Could you write every line of the data, from its start through the line containing "negative clicks: (340, 161) (325, 161)", as one string each in a JSON list, dropping blank lines and leaving the pictures out?

=== Begin Enclosure ===

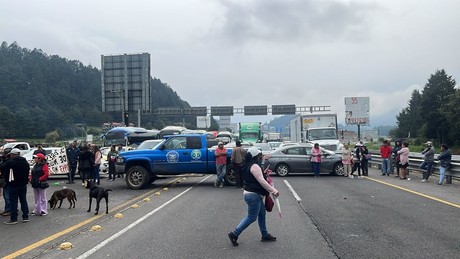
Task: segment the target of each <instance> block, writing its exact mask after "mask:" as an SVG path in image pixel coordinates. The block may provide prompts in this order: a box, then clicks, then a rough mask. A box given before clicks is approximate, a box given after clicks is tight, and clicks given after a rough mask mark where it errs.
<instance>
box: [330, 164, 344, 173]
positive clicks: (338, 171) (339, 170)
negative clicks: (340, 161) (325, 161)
mask: <svg viewBox="0 0 460 259" xmlns="http://www.w3.org/2000/svg"><path fill="white" fill-rule="evenodd" d="M344 173H345V170H344V168H343V164H342V163H340V162H339V163H336V164H335V165H334V170H333V171H332V174H334V175H343V174H344Z"/></svg>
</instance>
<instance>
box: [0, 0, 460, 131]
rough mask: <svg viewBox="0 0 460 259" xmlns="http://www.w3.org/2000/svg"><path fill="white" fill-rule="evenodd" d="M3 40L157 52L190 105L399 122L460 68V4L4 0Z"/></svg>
mask: <svg viewBox="0 0 460 259" xmlns="http://www.w3.org/2000/svg"><path fill="white" fill-rule="evenodd" d="M0 6H1V8H0V38H1V41H6V42H8V43H9V44H11V43H12V42H14V41H16V42H17V43H18V44H19V45H20V46H21V47H24V48H28V49H34V48H38V49H42V50H43V51H44V52H45V53H47V54H49V55H54V54H56V55H59V56H61V57H64V58H67V59H71V60H79V61H81V62H82V63H83V64H85V65H89V64H91V65H92V66H95V67H97V68H100V67H101V64H100V62H101V58H100V56H101V55H112V54H123V53H141V52H148V53H150V55H151V68H152V71H151V73H152V76H153V77H156V78H159V79H161V80H162V81H163V82H165V83H167V84H168V85H170V86H171V87H172V89H174V90H175V91H176V92H177V93H178V94H179V96H180V97H181V98H182V99H184V100H186V101H188V102H189V103H190V105H191V106H207V107H210V106H219V105H231V106H234V107H243V106H245V105H268V106H271V105H277V104H295V105H296V106H309V105H330V106H332V110H333V111H334V112H337V114H338V116H339V123H343V122H344V117H345V104H344V98H345V97H351V96H360V97H367V96H368V97H370V102H371V104H370V106H371V107H370V114H371V124H372V121H373V119H374V121H379V122H380V121H385V122H387V124H394V123H395V118H394V117H395V115H396V114H397V113H398V112H399V111H400V110H401V109H402V108H404V107H406V106H407V102H408V100H409V98H410V95H411V93H412V91H413V90H414V89H422V88H423V86H424V85H425V84H426V82H427V80H428V78H429V77H430V75H431V74H433V73H435V71H436V70H438V69H445V70H446V72H447V74H448V75H452V76H453V77H454V78H455V79H456V80H457V82H458V75H459V73H460V54H459V53H460V51H459V50H460V47H459V46H460V15H459V10H460V1H458V0H382V1H365V0H348V1H346V0H331V1H328V0H313V1H312V0H279V1H274V0H247V1H243V0H239V1H237V0H233V1H231V0H180V1H178V0H161V1H156V0H142V1H140V0H132V1H114V0H111V1H100V0H91V1H89V0H78V1H76V0H75V1H62V0H40V1H13V0H10V1H8V0H0Z"/></svg>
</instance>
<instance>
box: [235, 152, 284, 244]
mask: <svg viewBox="0 0 460 259" xmlns="http://www.w3.org/2000/svg"><path fill="white" fill-rule="evenodd" d="M261 160H262V152H261V151H260V150H259V149H257V148H256V147H251V148H249V149H248V152H247V154H246V157H245V161H244V165H243V174H242V175H243V180H244V191H243V197H244V201H245V202H246V203H247V205H248V215H247V216H246V217H245V218H243V219H242V220H241V222H240V223H239V224H238V226H236V228H235V229H234V230H233V231H231V232H229V233H228V238H229V239H230V242H231V243H232V245H234V246H237V245H238V237H239V236H240V235H241V233H242V232H243V231H244V230H245V229H246V228H247V227H249V225H251V224H252V223H253V222H255V221H256V220H258V223H259V230H260V233H261V235H262V237H261V240H260V241H261V242H271V241H276V237H274V236H272V235H271V234H270V233H268V230H267V226H266V219H265V216H266V210H265V205H264V200H265V196H266V195H270V194H273V195H274V196H275V197H278V196H279V192H278V190H276V189H275V188H274V187H273V186H271V185H270V184H269V183H268V182H267V180H266V174H264V173H263V172H262V168H261V167H260V166H259V163H260V162H261Z"/></svg>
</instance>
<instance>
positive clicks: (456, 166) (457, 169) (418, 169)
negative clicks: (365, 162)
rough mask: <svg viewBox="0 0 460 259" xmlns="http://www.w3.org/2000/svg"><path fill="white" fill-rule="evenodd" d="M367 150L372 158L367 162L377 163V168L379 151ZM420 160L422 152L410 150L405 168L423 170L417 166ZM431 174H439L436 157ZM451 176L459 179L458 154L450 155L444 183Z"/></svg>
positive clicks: (380, 164) (459, 169)
mask: <svg viewBox="0 0 460 259" xmlns="http://www.w3.org/2000/svg"><path fill="white" fill-rule="evenodd" d="M369 152H370V153H371V154H372V160H370V161H369V164H370V165H371V166H372V165H377V167H378V168H381V166H382V158H381V157H380V152H379V151H377V150H369ZM437 156H438V154H436V155H435V158H436V157H437ZM422 162H423V155H422V154H420V153H415V152H410V153H409V165H408V167H407V169H408V170H409V171H419V172H423V169H421V168H420V167H419V166H420V164H421V163H422ZM433 174H434V175H438V176H439V160H437V159H435V161H434V164H433V168H432V175H433ZM452 178H455V179H456V180H460V158H459V157H458V156H452V160H451V166H450V168H449V169H448V170H447V171H446V183H448V184H451V183H452Z"/></svg>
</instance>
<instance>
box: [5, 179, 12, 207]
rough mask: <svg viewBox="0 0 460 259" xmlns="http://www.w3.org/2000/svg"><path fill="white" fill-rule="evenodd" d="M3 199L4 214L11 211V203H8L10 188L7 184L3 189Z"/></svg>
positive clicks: (9, 196) (8, 200)
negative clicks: (4, 208)
mask: <svg viewBox="0 0 460 259" xmlns="http://www.w3.org/2000/svg"><path fill="white" fill-rule="evenodd" d="M3 199H4V200H5V209H4V211H5V212H10V211H11V202H10V186H9V185H8V183H7V184H6V185H5V186H4V187H3Z"/></svg>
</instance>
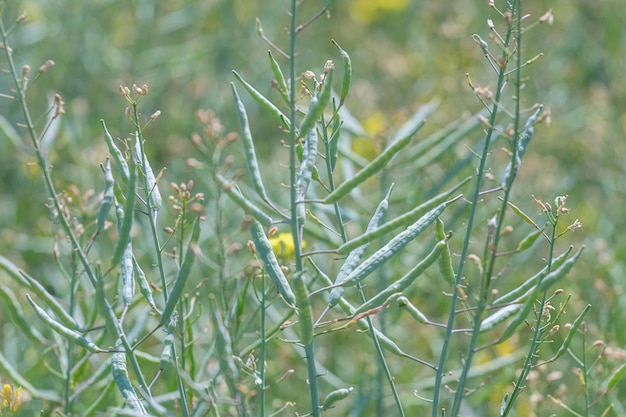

=== End Enclosure ===

**SOLUTION TO THIS EXERCISE:**
[
  "Task: segment the target of each <instance> block, writing its exact mask after \"mask:\" as an SVG path in image pixel coordinates. The block may provide prompts in this order: a box, then clicks, then a rough mask. A box given before clicks is approximate, a box given after clicks is tight, and clicks given after a rough mask mark where it errs.",
  "<instance>",
  "box: [330, 164, 344, 173]",
  "positive clicks: (338, 171) (339, 170)",
  "negative clicks: (340, 161) (325, 161)"
]